What it is

The T2 is Apple's custom security and power management coprocessor found on Intel-based Mac logic boards (2016–2019 models). It sits at the intersection of firmware security, power sequencing, thermal control, and SMBus communications. The chip handles early boot authentication, manages the PPBUS_G3H and PP3V3_G3H rails, controls fan speed via pulse-width modulation, and monitors PMIC outputs through INA3221 current sensors.

The T2 communicates with the main CPU via isolated SMBus lines and enforces signed boot requirements. From a board repair perspective, it is a single point of failure for the entire power-on sequence. No startup activity will occur if the T2 cannot initialize its power domains or load firmware from the embedded NAND flash.

Typical failure modes include corrupted firmware, bad decoupling capacitors on its supply rails, open filter inductors in its VRM circuit, and fractured solder joints on the BGA package. The T2 does not tolerate repeated hard power cycles during diagnosis.

In practice

When a Mac board fails to power on, the T2 is the first suspect. If you measure 0V or unstable ripple on PP3V3_G3H at C7139 (typical bulk cap location), the T2's internal regulator or its input rail is dead. Check the PPBUS_G3H input: if present and stable, probe the T2 feedback divider network—usually two 100k resistors to ground near the output pins.

On boot, the T2 asserts a weak pull-down on the CPU reset line. If reset is held low indefinitely after SMC clock pulses appear, the T2 firmware load has stalled. Measure with a DMM on SMC_CLK and SMC_DATA while holding power button for 10 seconds—you should see modulation. No toggling indicates SPI NAND failure or corrupted bootloader.

Use an oscilloscope to verify 1.8V I2C signaling on the SMBus rails. Capacitive loading from a shorted INA3221 address line will prevent the T2 from communicating with power monitors, triggering a shutdown after 2–3 seconds. Disconnect the INA IC and retry: if the board advances further, you've isolated the culprit.

The T2 package is fragile. Never probe directly on BGA pads; use adjacent test points. Thermal cycling stress from repeated reflow attempts can fracture internal solder balls. If a board boots intermittently after rework, perform X-ray inspection of the T2 package before declaring the chip good.

Test Point / Rail Expected Value (Powered Off) Expected Value (Active) Fault Indicator
PPBUS_G3H input to T2 0V 12.6V ± 0.2V Stuck at 0V; SMC not asserting power enable
PP3V3_G3H regulated output 0V 3.30V ± 0.05V Sagging to 2.8V; ESR failure or load short
T2 core supply (PPVCORE_S0 when active) 0V 0.9V ± 0.03V Floating; PMIC gate drive missing
SMC_CLK line (JTAG) 1.8V (idle) 500 kHz clock during boot No toggle; bootloader stuck or missing
INA_SDA / INA_SCL (SMBus) 1.8V (pullup) 0.3–1.8V (I2C toggle) Held low; slave device shorted or unresponsive
T2 reset output (to CPU) 0V (asserted low) 1.0V ± 0.1V (released) Stuck low after 5 seconds; power sequence timeout
⚠ T2 firmware corruption is not user-repairable. If the T2 NAND flash is corrupted and the recovery SPI path is unavailable, the board will require factory DFU (Device Firmware Update) mode or donor IC transplant. Attempting blind EEPROM overwrite will likely brick the chip permanently.

- **Record set**:
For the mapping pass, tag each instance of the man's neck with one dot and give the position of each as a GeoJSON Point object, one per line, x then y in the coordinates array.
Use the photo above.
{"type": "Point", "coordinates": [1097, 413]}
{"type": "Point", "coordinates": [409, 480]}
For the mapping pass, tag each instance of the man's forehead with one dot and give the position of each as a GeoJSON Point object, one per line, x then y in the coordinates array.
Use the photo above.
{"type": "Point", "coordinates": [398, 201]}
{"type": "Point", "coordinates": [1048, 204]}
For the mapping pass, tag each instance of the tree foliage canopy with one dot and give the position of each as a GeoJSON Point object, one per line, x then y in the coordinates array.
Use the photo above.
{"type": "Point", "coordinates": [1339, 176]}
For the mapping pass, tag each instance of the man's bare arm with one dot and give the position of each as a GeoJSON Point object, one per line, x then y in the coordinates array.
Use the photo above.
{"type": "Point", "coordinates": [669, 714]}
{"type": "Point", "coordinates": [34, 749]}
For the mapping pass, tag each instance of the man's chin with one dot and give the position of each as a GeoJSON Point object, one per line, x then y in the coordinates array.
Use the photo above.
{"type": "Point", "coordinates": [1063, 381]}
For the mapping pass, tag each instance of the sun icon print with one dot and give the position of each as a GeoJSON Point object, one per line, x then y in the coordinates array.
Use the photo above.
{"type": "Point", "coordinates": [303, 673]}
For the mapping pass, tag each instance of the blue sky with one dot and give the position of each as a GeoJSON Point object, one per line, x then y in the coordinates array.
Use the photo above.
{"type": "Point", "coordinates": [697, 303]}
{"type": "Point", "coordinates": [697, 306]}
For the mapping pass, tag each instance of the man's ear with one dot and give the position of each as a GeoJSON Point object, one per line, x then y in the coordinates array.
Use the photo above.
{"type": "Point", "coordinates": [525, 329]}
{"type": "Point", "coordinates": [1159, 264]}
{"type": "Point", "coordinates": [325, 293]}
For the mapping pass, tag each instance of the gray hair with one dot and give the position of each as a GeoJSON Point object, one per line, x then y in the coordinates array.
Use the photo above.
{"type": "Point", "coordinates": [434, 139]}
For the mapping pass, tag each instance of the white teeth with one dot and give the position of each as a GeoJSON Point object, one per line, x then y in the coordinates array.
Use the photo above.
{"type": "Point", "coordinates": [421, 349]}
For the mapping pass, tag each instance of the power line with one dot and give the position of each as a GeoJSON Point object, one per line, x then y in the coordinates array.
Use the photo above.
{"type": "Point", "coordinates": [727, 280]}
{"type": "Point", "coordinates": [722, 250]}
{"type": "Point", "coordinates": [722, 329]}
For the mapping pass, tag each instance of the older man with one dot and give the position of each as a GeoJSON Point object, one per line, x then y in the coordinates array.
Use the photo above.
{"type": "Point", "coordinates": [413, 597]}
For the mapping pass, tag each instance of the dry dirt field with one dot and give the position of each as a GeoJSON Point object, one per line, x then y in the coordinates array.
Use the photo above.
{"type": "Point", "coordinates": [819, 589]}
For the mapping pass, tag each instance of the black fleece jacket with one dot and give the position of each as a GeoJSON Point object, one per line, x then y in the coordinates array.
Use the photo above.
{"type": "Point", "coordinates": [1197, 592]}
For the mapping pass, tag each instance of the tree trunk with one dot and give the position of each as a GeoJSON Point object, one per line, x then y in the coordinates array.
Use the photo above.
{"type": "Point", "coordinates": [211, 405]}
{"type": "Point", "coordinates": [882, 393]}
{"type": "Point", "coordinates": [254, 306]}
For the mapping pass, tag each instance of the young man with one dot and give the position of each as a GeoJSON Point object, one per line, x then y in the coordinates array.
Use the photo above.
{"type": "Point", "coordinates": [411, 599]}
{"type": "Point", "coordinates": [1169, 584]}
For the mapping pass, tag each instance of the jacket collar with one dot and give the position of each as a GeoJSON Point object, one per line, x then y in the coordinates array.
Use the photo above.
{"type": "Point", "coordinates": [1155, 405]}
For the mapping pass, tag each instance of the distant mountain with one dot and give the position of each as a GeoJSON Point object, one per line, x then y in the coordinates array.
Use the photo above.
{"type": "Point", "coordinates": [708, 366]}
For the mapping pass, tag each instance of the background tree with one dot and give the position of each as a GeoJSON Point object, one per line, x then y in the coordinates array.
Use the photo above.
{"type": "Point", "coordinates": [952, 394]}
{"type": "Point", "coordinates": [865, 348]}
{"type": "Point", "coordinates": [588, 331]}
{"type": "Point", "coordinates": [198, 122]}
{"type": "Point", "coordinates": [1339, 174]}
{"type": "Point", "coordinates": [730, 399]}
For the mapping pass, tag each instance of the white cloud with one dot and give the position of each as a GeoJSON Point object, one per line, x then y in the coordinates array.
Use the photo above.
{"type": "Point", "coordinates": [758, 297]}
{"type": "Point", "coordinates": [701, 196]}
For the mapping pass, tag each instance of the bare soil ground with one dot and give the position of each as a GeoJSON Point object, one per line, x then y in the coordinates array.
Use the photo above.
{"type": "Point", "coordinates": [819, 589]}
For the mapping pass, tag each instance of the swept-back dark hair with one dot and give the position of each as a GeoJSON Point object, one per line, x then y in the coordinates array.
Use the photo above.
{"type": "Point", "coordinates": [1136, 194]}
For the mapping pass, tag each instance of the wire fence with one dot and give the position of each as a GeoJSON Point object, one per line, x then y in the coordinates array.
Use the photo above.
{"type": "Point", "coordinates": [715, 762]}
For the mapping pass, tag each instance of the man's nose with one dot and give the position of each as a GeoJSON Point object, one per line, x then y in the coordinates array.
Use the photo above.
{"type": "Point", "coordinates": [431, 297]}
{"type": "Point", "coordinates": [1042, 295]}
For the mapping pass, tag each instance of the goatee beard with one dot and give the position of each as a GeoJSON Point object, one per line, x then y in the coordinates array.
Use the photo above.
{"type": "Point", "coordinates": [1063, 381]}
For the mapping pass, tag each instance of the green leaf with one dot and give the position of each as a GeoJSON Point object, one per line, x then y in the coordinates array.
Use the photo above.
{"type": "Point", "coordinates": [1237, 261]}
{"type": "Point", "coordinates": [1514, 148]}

- **Task to carry out**:
Reproduce the T2 chip passage word for word, from "The T2 package is" up to and including "the chip good.".

- **Answer box**:
The T2 package is fragile. Never probe directly on BGA pads; use adjacent test points. Thermal cycling stress from repeated reflow attempts can fracture internal solder balls. If a board boots intermittently after rework, perform X-ray inspection of the T2 package before declaring the chip good.